• Goal of the exercise: The lines below starting at the line containing "positive clicks: (325, 158) (299, 155)" and ending at the line containing "positive clicks: (762, 598) (770, 599)" are to be repeated exactly, with both ends kept and nothing else added.

*** Opening of Records supplied ***

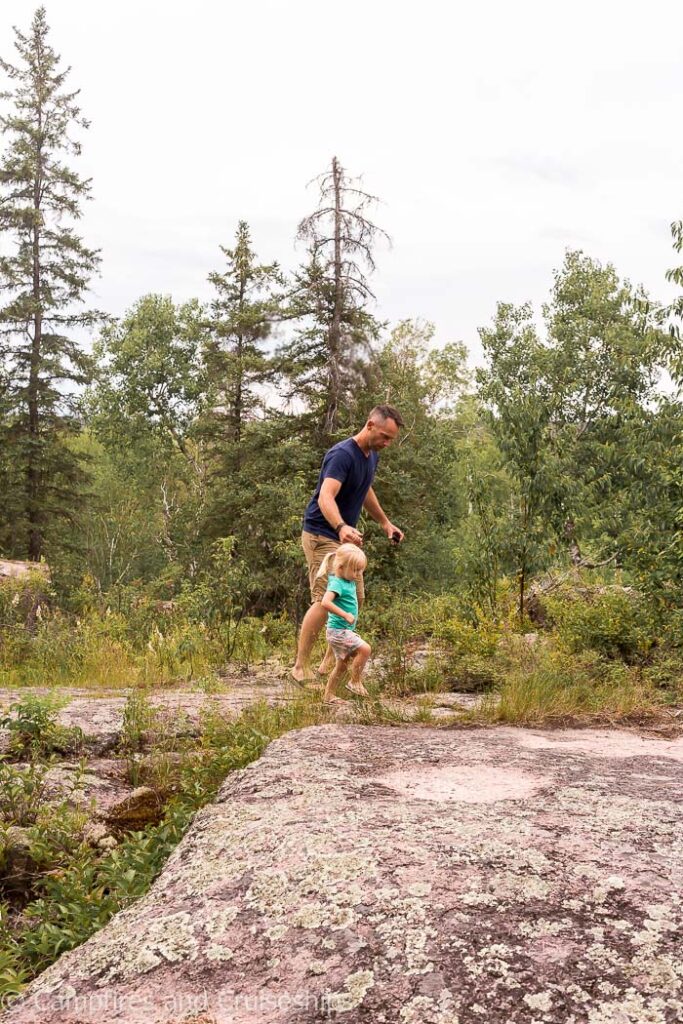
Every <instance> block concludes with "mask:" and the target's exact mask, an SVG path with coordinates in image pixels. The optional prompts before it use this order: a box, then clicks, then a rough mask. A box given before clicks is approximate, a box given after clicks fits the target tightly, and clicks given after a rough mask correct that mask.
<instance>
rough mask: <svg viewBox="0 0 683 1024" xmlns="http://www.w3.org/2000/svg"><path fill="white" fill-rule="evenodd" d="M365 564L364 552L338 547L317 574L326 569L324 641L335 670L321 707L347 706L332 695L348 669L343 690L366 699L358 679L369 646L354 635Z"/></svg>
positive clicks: (360, 674)
mask: <svg viewBox="0 0 683 1024" xmlns="http://www.w3.org/2000/svg"><path fill="white" fill-rule="evenodd" d="M367 564H368V559H367V558H366V556H365V554H364V552H362V551H361V550H360V548H358V547H357V545H355V544H340V546H339V547H338V548H337V550H336V551H335V552H333V553H331V554H329V555H327V556H326V557H325V558H324V559H323V564H322V565H321V568H319V570H318V572H317V574H318V577H323V575H326V573H327V572H328V567H329V568H330V574H329V577H328V589H327V591H326V593H325V596H324V597H323V601H322V605H323V607H324V608H325V610H326V611H327V612H328V628H327V633H326V636H327V641H328V644H329V645H330V647H331V649H332V651H333V653H334V655H335V658H336V663H335V667H334V669H333V670H332V672H331V673H330V676H329V678H328V684H327V686H326V688H325V694H324V697H323V699H324V701H325V703H347V702H348V701H346V700H344V699H343V697H340V696H338V695H337V694H336V693H335V689H336V687H337V684H338V683H340V682H341V681H342V679H343V678H344V676H345V675H346V672H347V671H348V669H349V668H350V670H351V678H350V680H349V682H348V683H347V684H346V689H347V690H349V691H350V692H351V693H355V694H356V696H362V697H367V696H370V694H369V693H368V690H367V689H366V687H365V686H364V685H362V683H361V681H360V677H361V676H362V672H364V669H365V668H366V665H367V664H368V658H369V657H370V654H371V647H370V644H369V643H366V641H365V640H361V639H360V637H359V636H358V634H357V633H356V631H355V624H356V622H357V618H358V595H357V591H356V585H355V581H356V579H357V575H358V573H359V572H362V571H364V569H365V568H366V565H367Z"/></svg>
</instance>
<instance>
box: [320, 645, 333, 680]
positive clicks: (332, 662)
mask: <svg viewBox="0 0 683 1024" xmlns="http://www.w3.org/2000/svg"><path fill="white" fill-rule="evenodd" d="M334 667H335V655H334V651H333V650H332V647H331V646H330V644H328V648H327V650H326V652H325V657H324V658H323V660H322V662H321V664H319V665H318V667H317V674H318V676H327V674H328V672H331V671H332V669H334Z"/></svg>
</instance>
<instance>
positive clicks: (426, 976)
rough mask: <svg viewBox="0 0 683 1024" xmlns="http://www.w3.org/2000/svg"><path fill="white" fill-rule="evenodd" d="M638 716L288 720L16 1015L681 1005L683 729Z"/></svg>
mask: <svg viewBox="0 0 683 1024" xmlns="http://www.w3.org/2000/svg"><path fill="white" fill-rule="evenodd" d="M637 738H638V737H635V738H634V737H633V736H632V735H631V734H629V733H620V732H613V733H611V732H605V731H602V730H600V731H586V732H578V731H571V732H568V733H561V732H557V731H552V732H544V731H543V730H539V729H537V730H523V729H519V730H515V729H509V728H506V729H472V730H466V731H457V730H454V731H443V730H439V731H436V730H426V729H416V728H404V729H403V728H401V729H396V728H378V727H364V726H358V725H355V726H353V725H350V726H345V725H329V726H322V727H312V728H307V729H302V730H300V731H297V732H291V733H288V734H287V735H286V736H284V737H283V738H281V739H279V740H276V741H274V742H272V743H271V744H270V746H269V748H268V749H267V751H266V752H265V754H264V756H263V757H262V758H261V759H260V760H259V761H258V762H256V763H255V764H253V765H251V766H250V767H248V768H247V769H245V770H243V771H240V772H236V773H234V774H233V775H231V776H230V777H229V778H228V779H227V780H226V782H225V783H224V785H223V787H222V790H221V792H220V794H219V798H218V800H217V801H216V802H215V803H214V804H213V805H211V806H208V807H206V808H204V809H203V810H202V811H201V812H200V813H199V814H198V815H197V817H196V818H195V821H194V823H193V825H191V827H190V829H189V831H188V834H187V835H186V837H185V838H184V840H183V841H182V842H181V843H180V845H179V846H178V847H177V849H176V850H175V852H174V853H173V855H172V856H171V858H170V860H169V861H168V863H167V865H166V867H165V868H164V870H163V872H162V874H161V876H160V878H159V879H158V881H157V883H156V884H155V886H154V887H153V889H152V890H151V891H150V893H148V894H147V895H146V896H145V897H144V898H143V899H141V900H140V901H138V902H137V903H136V904H134V905H132V906H131V907H129V908H128V909H126V910H125V911H123V912H122V913H120V914H118V915H117V916H116V918H115V919H114V920H113V921H112V922H111V923H110V924H109V925H108V926H106V927H105V928H104V929H102V931H101V932H99V933H98V934H97V935H95V936H93V937H92V938H91V939H90V940H89V941H88V942H86V943H84V944H83V945H82V946H81V947H80V948H79V949H76V950H73V951H71V952H69V953H67V954H65V955H63V956H62V957H61V958H60V959H59V961H58V962H57V963H56V964H55V965H53V966H52V967H51V968H49V969H48V970H47V971H45V972H44V974H43V975H41V976H40V978H38V979H37V980H36V982H34V984H33V985H32V986H31V987H30V989H29V990H28V991H27V992H26V993H25V994H24V995H23V996H22V997H20V998H19V999H18V1000H17V1001H16V1002H15V1004H14V1005H13V1006H12V1007H11V1008H10V1009H9V1010H7V1012H6V1013H5V1014H4V1015H3V1016H2V1018H0V1019H1V1020H2V1022H3V1024H30V1022H31V1024H38V1022H40V1024H57V1022H59V1024H95V1022H97V1024H100V1022H103V1021H106V1022H113V1024H114V1022H119V1024H122V1022H125V1024H141V1022H142V1021H145V1022H151V1024H171V1022H173V1024H179V1022H180V1021H183V1022H189V1021H194V1022H195V1024H199V1022H200V1021H201V1022H202V1024H251V1022H257V1021H258V1022H259V1024H267V1022H288V1024H307V1022H314V1021H329V1020H336V1021H344V1022H349V1024H356V1022H368V1024H371V1022H372V1024H388V1022H396V1024H474V1022H485V1024H542V1022H544V1024H641V1022H642V1024H674V1022H680V1021H681V1020H683V959H682V953H681V947H682V943H681V938H682V936H683V899H682V883H683V839H682V836H683V830H682V829H681V801H682V799H683V766H682V765H681V757H680V741H678V740H676V741H668V740H653V739H647V740H645V741H643V742H640V741H636V739H637Z"/></svg>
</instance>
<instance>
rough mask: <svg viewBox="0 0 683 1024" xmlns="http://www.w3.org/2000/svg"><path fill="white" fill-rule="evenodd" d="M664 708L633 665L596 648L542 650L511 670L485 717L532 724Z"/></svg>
mask: <svg viewBox="0 0 683 1024" xmlns="http://www.w3.org/2000/svg"><path fill="white" fill-rule="evenodd" d="M660 706H661V698H660V696H659V695H658V694H657V693H656V691H655V689H654V688H653V687H652V686H651V685H650V684H649V683H648V682H647V680H644V679H643V677H642V675H641V672H640V670H639V669H637V668H635V667H629V666H627V665H625V664H624V663H622V662H620V660H613V659H611V658H607V657H605V656H604V655H601V654H599V653H597V652H596V651H594V650H586V651H582V652H579V653H574V652H568V651H566V650H555V649H552V648H550V647H542V648H540V649H539V650H536V651H529V652H528V654H527V655H526V657H525V658H524V659H523V660H521V662H520V663H519V664H518V665H517V666H516V667H512V668H511V669H510V670H509V671H508V673H507V674H506V675H505V677H504V679H503V680H502V682H501V684H500V686H499V688H498V691H497V696H496V700H495V701H492V702H490V703H489V705H488V706H487V707H486V708H485V709H484V715H485V716H487V717H489V718H493V719H494V720H495V721H502V722H512V723H514V724H529V725H533V724H541V723H542V722H548V721H553V720H555V721H572V720H575V719H584V720H585V719H586V718H591V717H595V718H597V719H599V718H603V717H604V716H605V715H607V716H609V719H610V720H614V719H617V718H628V717H633V716H636V717H641V716H647V715H652V714H655V713H656V712H657V709H658V708H659V707H660Z"/></svg>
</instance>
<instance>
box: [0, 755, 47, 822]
mask: <svg viewBox="0 0 683 1024" xmlns="http://www.w3.org/2000/svg"><path fill="white" fill-rule="evenodd" d="M46 772H47V767H46V765H44V764H36V763H31V764H29V765H22V766H20V767H16V766H15V765H10V764H6V763H5V762H2V761H0V819H2V820H3V821H9V822H11V823H12V824H15V825H20V826H24V825H30V824H34V823H35V821H36V819H37V817H38V814H39V811H40V808H41V805H42V803H43V800H44V798H45V790H46V784H47V783H46V780H45V775H46Z"/></svg>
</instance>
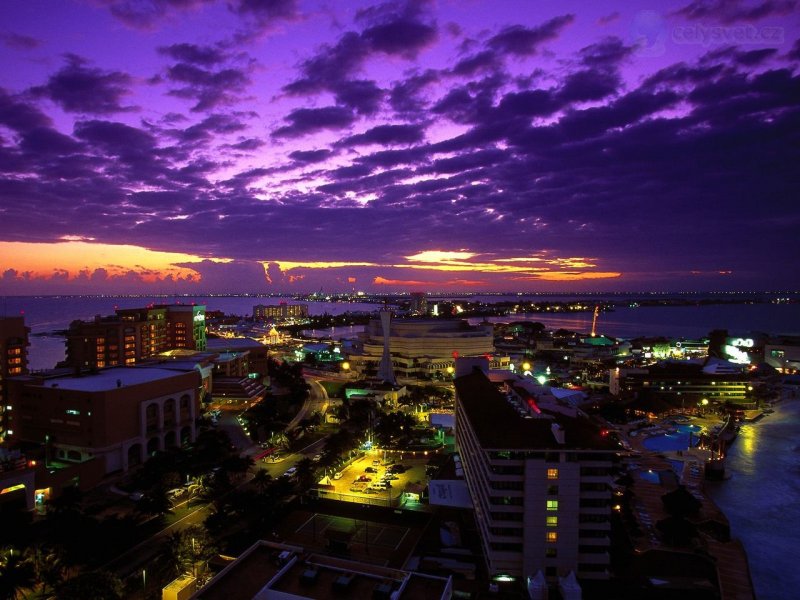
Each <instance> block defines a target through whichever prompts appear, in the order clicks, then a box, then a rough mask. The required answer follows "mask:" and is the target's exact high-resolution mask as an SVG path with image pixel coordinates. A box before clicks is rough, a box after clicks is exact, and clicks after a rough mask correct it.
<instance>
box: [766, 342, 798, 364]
mask: <svg viewBox="0 0 800 600" xmlns="http://www.w3.org/2000/svg"><path fill="white" fill-rule="evenodd" d="M764 360H765V361H766V363H767V364H768V365H769V366H771V367H774V368H775V369H778V371H780V372H781V373H797V372H798V371H800V336H797V335H794V336H788V335H783V336H776V337H774V338H770V339H769V340H768V341H767V343H766V345H765V346H764Z"/></svg>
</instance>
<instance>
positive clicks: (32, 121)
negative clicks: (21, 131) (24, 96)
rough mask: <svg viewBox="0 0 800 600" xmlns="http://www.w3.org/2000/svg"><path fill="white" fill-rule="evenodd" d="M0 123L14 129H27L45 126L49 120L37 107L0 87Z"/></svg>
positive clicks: (42, 126)
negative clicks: (9, 94) (2, 88)
mask: <svg viewBox="0 0 800 600" xmlns="http://www.w3.org/2000/svg"><path fill="white" fill-rule="evenodd" d="M0 124H3V125H5V126H6V127H8V128H10V129H13V130H15V131H27V130H30V129H35V128H37V127H47V126H49V125H50V124H51V120H50V117H48V116H47V115H45V114H44V113H43V112H42V111H40V110H39V108H38V107H36V106H34V105H33V104H30V103H28V102H26V101H25V100H23V99H21V98H19V97H17V96H11V95H9V94H8V93H7V92H6V91H5V90H3V89H2V88H0Z"/></svg>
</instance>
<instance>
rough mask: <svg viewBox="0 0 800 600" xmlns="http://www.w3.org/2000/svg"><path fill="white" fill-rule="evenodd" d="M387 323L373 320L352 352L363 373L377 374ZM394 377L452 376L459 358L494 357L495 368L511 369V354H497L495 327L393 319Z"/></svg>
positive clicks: (431, 376)
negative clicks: (495, 354)
mask: <svg viewBox="0 0 800 600" xmlns="http://www.w3.org/2000/svg"><path fill="white" fill-rule="evenodd" d="M384 347H385V341H384V335H383V325H382V323H381V320H380V319H372V320H370V322H369V324H368V325H367V326H366V328H365V330H364V332H363V333H361V334H359V339H358V340H357V341H355V342H354V344H353V347H352V349H350V350H349V351H348V357H347V358H348V361H349V362H350V367H351V368H352V369H353V370H354V371H355V372H357V373H359V374H360V375H371V374H375V373H377V370H378V367H379V365H380V363H381V359H382V358H383V355H384ZM388 347H389V354H390V356H391V363H392V367H393V372H394V376H395V377H398V378H409V379H420V378H421V379H431V378H437V377H442V376H449V375H448V373H450V372H452V369H453V367H454V365H455V359H456V358H457V357H475V356H491V357H492V358H491V361H492V363H491V364H492V368H498V369H502V368H505V369H507V368H508V364H509V359H508V357H495V356H493V355H494V328H493V326H492V325H491V324H489V323H485V324H482V325H479V326H473V325H470V324H469V323H468V322H467V321H466V320H464V319H393V320H392V321H391V329H390V332H389V337H388Z"/></svg>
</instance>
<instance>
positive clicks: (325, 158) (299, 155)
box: [289, 149, 333, 163]
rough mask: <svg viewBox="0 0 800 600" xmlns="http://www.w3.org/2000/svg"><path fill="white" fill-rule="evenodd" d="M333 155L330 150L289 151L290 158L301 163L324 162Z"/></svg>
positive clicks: (314, 162)
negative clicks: (290, 152)
mask: <svg viewBox="0 0 800 600" xmlns="http://www.w3.org/2000/svg"><path fill="white" fill-rule="evenodd" d="M331 156H333V152H331V151H330V150H325V149H321V150H295V151H294V152H291V153H289V158H291V159H292V160H295V161H297V162H300V163H316V162H322V161H323V160H326V159H327V158H329V157H331Z"/></svg>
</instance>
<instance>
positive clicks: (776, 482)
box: [706, 400, 800, 600]
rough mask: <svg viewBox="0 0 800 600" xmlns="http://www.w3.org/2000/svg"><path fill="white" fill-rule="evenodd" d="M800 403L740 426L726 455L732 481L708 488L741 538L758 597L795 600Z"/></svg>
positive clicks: (762, 598) (770, 599)
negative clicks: (763, 417)
mask: <svg viewBox="0 0 800 600" xmlns="http://www.w3.org/2000/svg"><path fill="white" fill-rule="evenodd" d="M798 432H800V400H784V401H783V403H781V404H779V405H778V406H777V408H776V410H775V413H774V414H772V415H769V416H768V417H766V418H764V419H762V420H761V421H759V422H758V423H752V424H745V425H742V428H741V430H740V431H739V435H738V437H737V438H736V441H735V442H734V444H733V446H732V447H731V449H730V450H729V451H728V457H727V460H726V465H725V466H726V470H727V472H728V473H729V474H730V475H731V478H730V479H728V480H726V481H721V482H719V483H714V484H711V485H709V486H707V487H706V489H707V490H708V492H709V494H710V496H711V497H712V498H713V499H714V502H716V503H717V505H718V506H719V507H720V508H721V509H722V511H723V512H724V513H725V515H726V516H727V517H728V520H729V521H730V524H731V533H732V535H733V536H734V537H738V538H739V539H740V540H742V543H743V544H744V547H745V549H746V550H747V558H748V560H749V562H750V572H751V575H752V577H753V584H754V586H755V588H756V595H757V597H758V598H760V599H762V600H772V599H775V600H779V599H783V598H797V597H798V595H799V594H798V590H800V569H798V568H797V558H796V557H797V550H798V548H800V502H798V500H800V437H799V436H798Z"/></svg>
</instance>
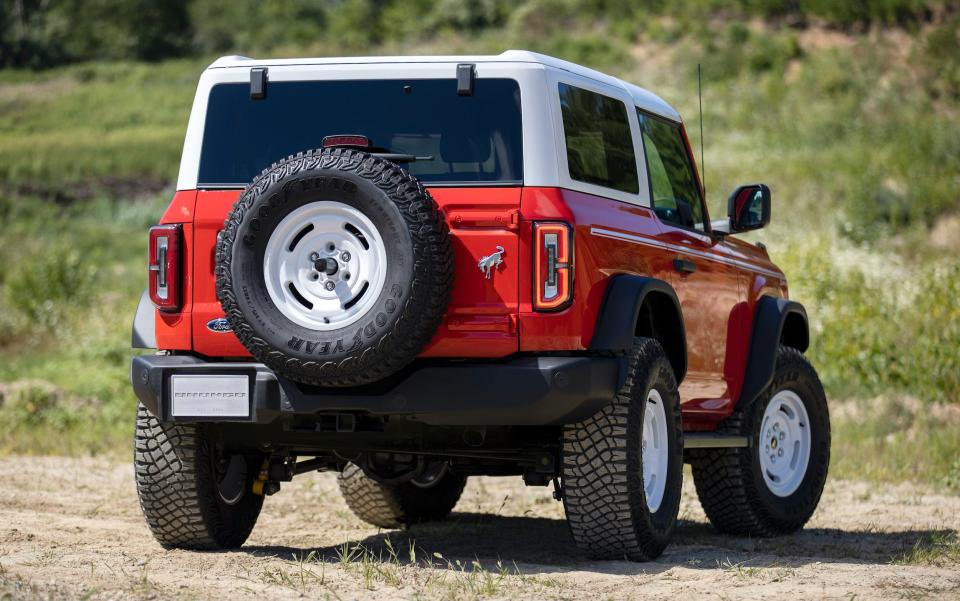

*** Close of Records supplied ***

• Expected answer:
positive clicks: (325, 158) (299, 155)
box: [289, 149, 333, 163]
rough mask: <svg viewBox="0 0 800 600" xmlns="http://www.w3.org/2000/svg"><path fill="white" fill-rule="evenodd" d="M333 155L330 150L289 151L290 158L301 163L324 162Z"/></svg>
positive clicks: (314, 162)
negative clicks: (290, 152)
mask: <svg viewBox="0 0 800 600" xmlns="http://www.w3.org/2000/svg"><path fill="white" fill-rule="evenodd" d="M331 156H333V152H331V151H330V150H325V149H321V150H295V151H294V152H291V153H289V158H291V159H292V160H295V161H297V162H300V163H316V162H322V161H323V160H326V159H327V158H329V157H331Z"/></svg>
</instance>
<instance>
positive clicks: (776, 482)
box: [706, 400, 800, 600]
rough mask: <svg viewBox="0 0 800 600" xmlns="http://www.w3.org/2000/svg"><path fill="white" fill-rule="evenodd" d="M800 403L740 426L726 455L732 481L708 488L741 538L758 597L795 600Z"/></svg>
positive clicks: (762, 598) (770, 599)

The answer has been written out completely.